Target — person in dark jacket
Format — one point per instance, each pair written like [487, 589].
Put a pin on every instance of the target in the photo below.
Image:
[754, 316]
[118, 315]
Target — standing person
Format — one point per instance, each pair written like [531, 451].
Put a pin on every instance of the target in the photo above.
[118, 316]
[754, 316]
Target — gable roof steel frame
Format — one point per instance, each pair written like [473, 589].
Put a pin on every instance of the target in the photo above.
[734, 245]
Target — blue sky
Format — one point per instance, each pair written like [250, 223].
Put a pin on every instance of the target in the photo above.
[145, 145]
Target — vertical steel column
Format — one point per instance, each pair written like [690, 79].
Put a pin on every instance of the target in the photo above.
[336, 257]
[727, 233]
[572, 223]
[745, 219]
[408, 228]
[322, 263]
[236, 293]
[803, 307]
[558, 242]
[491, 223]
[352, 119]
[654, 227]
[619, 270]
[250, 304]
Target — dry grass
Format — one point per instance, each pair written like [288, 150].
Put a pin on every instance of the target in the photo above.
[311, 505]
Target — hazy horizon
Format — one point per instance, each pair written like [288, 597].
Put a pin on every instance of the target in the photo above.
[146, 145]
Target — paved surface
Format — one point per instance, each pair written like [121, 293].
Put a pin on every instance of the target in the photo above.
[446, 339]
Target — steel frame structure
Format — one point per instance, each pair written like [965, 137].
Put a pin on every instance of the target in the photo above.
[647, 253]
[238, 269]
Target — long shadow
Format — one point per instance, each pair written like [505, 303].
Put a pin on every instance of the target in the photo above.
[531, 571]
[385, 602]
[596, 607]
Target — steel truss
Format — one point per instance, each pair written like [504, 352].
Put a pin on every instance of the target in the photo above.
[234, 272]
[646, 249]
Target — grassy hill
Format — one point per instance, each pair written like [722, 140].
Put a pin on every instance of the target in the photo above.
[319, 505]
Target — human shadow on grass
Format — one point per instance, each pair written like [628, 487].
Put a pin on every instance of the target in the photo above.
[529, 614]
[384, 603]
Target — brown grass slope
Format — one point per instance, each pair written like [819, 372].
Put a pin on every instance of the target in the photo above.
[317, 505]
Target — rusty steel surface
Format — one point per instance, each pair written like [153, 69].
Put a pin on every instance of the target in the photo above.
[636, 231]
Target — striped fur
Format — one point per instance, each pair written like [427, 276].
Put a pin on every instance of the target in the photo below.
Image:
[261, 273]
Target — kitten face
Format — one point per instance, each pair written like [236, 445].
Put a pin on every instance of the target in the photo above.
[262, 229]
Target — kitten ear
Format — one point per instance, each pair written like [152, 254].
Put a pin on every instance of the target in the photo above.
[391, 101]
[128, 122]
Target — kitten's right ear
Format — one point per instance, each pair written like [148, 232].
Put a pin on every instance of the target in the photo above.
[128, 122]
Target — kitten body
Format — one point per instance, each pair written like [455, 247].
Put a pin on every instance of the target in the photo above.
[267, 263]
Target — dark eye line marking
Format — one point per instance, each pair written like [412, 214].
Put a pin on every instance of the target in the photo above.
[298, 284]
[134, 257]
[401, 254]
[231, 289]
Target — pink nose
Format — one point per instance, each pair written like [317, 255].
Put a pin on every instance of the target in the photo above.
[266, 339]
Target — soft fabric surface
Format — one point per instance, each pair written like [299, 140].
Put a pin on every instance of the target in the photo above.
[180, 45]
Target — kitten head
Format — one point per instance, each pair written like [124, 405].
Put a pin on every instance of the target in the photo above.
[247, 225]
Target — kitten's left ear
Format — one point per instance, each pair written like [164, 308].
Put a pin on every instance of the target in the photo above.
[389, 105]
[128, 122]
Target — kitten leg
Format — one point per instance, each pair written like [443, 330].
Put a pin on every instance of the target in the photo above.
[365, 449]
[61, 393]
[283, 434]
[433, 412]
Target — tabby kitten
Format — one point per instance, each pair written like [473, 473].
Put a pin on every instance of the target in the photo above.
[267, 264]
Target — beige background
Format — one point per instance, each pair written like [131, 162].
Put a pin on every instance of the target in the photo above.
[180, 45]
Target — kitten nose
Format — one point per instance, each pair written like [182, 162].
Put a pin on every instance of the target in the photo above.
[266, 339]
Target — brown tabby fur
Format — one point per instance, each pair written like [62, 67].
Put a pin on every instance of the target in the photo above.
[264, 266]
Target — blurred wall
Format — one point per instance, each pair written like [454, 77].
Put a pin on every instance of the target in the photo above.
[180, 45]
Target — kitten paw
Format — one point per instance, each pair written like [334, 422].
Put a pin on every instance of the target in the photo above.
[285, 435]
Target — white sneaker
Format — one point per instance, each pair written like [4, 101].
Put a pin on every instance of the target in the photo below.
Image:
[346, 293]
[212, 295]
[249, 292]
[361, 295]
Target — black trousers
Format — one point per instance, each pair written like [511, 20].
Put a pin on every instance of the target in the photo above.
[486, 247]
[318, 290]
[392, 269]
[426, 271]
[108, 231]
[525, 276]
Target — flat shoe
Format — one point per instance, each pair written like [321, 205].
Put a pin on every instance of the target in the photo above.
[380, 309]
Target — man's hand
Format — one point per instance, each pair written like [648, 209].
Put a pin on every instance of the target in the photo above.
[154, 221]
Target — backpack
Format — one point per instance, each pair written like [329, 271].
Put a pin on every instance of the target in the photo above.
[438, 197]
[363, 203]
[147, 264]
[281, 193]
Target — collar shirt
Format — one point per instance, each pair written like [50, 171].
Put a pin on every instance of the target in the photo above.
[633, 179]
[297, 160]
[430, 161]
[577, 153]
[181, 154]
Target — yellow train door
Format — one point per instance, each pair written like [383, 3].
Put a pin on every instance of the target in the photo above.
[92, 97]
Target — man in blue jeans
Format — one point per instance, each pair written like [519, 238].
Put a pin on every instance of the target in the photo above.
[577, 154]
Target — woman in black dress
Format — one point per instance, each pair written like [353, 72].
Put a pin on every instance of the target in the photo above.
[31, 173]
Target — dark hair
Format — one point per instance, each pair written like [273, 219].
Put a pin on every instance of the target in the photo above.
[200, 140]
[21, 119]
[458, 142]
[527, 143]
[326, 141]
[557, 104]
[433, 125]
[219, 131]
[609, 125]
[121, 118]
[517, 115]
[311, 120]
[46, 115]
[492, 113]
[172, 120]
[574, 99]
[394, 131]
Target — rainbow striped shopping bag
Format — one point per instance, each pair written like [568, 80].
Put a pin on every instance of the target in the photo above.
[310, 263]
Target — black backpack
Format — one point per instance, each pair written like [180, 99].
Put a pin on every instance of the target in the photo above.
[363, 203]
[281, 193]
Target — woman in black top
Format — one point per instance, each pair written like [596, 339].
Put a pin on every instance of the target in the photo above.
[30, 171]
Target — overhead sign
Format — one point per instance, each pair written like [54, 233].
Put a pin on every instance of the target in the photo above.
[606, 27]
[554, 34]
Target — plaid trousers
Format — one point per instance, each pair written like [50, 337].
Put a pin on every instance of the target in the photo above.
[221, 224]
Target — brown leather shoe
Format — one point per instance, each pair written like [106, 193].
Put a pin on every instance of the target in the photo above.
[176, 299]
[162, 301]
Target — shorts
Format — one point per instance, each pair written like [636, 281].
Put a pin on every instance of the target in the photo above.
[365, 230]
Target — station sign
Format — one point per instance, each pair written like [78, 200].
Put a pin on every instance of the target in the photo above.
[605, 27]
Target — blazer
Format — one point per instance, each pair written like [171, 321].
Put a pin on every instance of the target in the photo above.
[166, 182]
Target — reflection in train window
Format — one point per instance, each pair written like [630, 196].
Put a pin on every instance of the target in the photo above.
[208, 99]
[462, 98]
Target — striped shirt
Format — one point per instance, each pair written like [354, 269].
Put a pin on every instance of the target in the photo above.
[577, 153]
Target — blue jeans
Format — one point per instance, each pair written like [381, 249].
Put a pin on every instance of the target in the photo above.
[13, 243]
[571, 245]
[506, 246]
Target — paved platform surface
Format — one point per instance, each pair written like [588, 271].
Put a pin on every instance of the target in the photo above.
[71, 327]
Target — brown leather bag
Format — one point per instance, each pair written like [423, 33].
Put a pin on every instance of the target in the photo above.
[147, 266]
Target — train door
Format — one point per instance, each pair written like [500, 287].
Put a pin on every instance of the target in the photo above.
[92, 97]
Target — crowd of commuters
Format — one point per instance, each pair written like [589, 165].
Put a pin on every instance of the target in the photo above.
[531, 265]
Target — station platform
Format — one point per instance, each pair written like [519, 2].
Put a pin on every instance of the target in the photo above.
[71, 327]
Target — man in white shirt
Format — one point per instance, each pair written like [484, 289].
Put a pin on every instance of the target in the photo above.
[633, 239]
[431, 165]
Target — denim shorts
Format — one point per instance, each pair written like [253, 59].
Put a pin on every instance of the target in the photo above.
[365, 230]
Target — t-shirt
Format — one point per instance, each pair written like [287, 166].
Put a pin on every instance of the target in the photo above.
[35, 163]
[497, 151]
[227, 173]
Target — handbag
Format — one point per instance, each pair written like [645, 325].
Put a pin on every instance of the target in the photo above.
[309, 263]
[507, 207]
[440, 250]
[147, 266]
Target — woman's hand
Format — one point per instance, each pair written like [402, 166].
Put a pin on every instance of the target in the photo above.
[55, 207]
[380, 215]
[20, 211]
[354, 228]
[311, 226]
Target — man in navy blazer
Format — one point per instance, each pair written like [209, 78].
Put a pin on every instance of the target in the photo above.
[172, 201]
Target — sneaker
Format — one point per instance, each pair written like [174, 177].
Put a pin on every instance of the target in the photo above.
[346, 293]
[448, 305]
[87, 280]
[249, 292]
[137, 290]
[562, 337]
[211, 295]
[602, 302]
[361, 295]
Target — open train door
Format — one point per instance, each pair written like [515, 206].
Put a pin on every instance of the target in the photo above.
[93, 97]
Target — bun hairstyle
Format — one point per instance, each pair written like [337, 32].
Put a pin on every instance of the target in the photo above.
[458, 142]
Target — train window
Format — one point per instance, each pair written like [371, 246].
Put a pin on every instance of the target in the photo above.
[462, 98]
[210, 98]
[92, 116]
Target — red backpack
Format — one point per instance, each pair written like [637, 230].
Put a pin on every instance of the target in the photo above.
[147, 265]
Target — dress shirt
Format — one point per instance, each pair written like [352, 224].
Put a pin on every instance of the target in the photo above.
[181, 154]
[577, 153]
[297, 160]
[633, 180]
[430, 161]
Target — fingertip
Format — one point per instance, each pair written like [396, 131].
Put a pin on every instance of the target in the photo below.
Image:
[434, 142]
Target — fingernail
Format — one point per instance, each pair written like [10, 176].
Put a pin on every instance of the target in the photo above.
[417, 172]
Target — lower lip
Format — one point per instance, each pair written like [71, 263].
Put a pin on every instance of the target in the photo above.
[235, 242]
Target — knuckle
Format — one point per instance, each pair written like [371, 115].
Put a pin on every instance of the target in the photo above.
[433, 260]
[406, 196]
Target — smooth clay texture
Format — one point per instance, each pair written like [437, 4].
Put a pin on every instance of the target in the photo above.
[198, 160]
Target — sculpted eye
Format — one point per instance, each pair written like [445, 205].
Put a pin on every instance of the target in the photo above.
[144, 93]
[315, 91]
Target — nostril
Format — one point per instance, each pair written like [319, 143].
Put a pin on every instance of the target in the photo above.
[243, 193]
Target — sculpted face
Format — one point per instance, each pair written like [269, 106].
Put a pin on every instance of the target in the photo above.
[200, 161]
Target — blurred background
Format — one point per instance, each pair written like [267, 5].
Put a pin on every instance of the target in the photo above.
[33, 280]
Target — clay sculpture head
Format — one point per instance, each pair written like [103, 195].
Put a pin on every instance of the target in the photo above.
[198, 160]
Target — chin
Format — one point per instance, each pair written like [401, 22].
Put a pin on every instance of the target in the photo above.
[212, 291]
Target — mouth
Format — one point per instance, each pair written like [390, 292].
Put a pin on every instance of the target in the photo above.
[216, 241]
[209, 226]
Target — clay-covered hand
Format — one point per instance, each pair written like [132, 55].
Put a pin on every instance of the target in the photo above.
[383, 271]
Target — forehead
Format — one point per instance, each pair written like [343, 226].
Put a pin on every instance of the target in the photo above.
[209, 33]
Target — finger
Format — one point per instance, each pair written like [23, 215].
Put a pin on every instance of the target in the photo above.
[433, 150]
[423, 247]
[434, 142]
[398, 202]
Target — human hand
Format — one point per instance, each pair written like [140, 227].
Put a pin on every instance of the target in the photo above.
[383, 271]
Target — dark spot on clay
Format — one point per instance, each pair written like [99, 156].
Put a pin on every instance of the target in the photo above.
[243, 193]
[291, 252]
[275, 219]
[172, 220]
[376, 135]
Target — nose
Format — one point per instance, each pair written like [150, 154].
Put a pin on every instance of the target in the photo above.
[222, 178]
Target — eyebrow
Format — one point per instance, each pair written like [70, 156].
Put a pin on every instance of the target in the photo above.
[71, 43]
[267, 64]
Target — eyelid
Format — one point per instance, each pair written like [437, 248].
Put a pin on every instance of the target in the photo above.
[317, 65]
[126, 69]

··········

Each line from the start of the records through the line holding "like [504, 352]." must be returned exactly; nothing else belongs in the answer.

→ Solution for this problem:
Target — person in dark jacket
Format — one point per instance, each pair written like [487, 589].
Put a pin on every instance of the target in the photo below.
Image:
[754, 316]
[118, 315]
Target — standing person
Format — one point per instance, each pair written like [531, 451].
Put a pin on every instance of the target in the photo above.
[118, 316]
[754, 316]
Target — gable roof steel frame
Format — one point per instance, each pair written like [473, 589].
Put a pin on every instance of the target in the photo above.
[734, 245]
Target — blue sky
Format — one point per instance, each pair written like [250, 223].
Put a pin on every instance of the target in the photo above.
[145, 145]
Target — vertical steel column
Format — one point per instance, each pair written like [690, 79].
Put a pin on every instance of the target in the photo above.
[336, 257]
[727, 233]
[572, 223]
[745, 219]
[408, 228]
[322, 263]
[236, 293]
[803, 307]
[558, 242]
[491, 223]
[352, 119]
[654, 227]
[619, 270]
[250, 304]
Target — dry grass
Format — one point per instance, each pair written like [288, 150].
Put a pin on every instance of the target in the photo above.
[311, 505]
Target — hazy horizon
Format — one point per instance, each pair written like [288, 597].
Put a pin on every instance of the target in the photo above.
[146, 145]
Target — paved surface
Format — one point per instance, each pair written like [121, 293].
Put a pin on every instance of the target in the photo above.
[446, 339]
Target — steel frame structure
Format — one point per instance, each pair written like [965, 137].
Put a pin on every instance of the target in the photo above.
[647, 253]
[238, 269]
Target — long shadow
Format — one point per instance, each pair written like [505, 303].
Put a pin on every instance of the target in the photo above.
[531, 571]
[385, 602]
[596, 607]
Target — steel truss
Format — one point per instance, each pair written like [504, 352].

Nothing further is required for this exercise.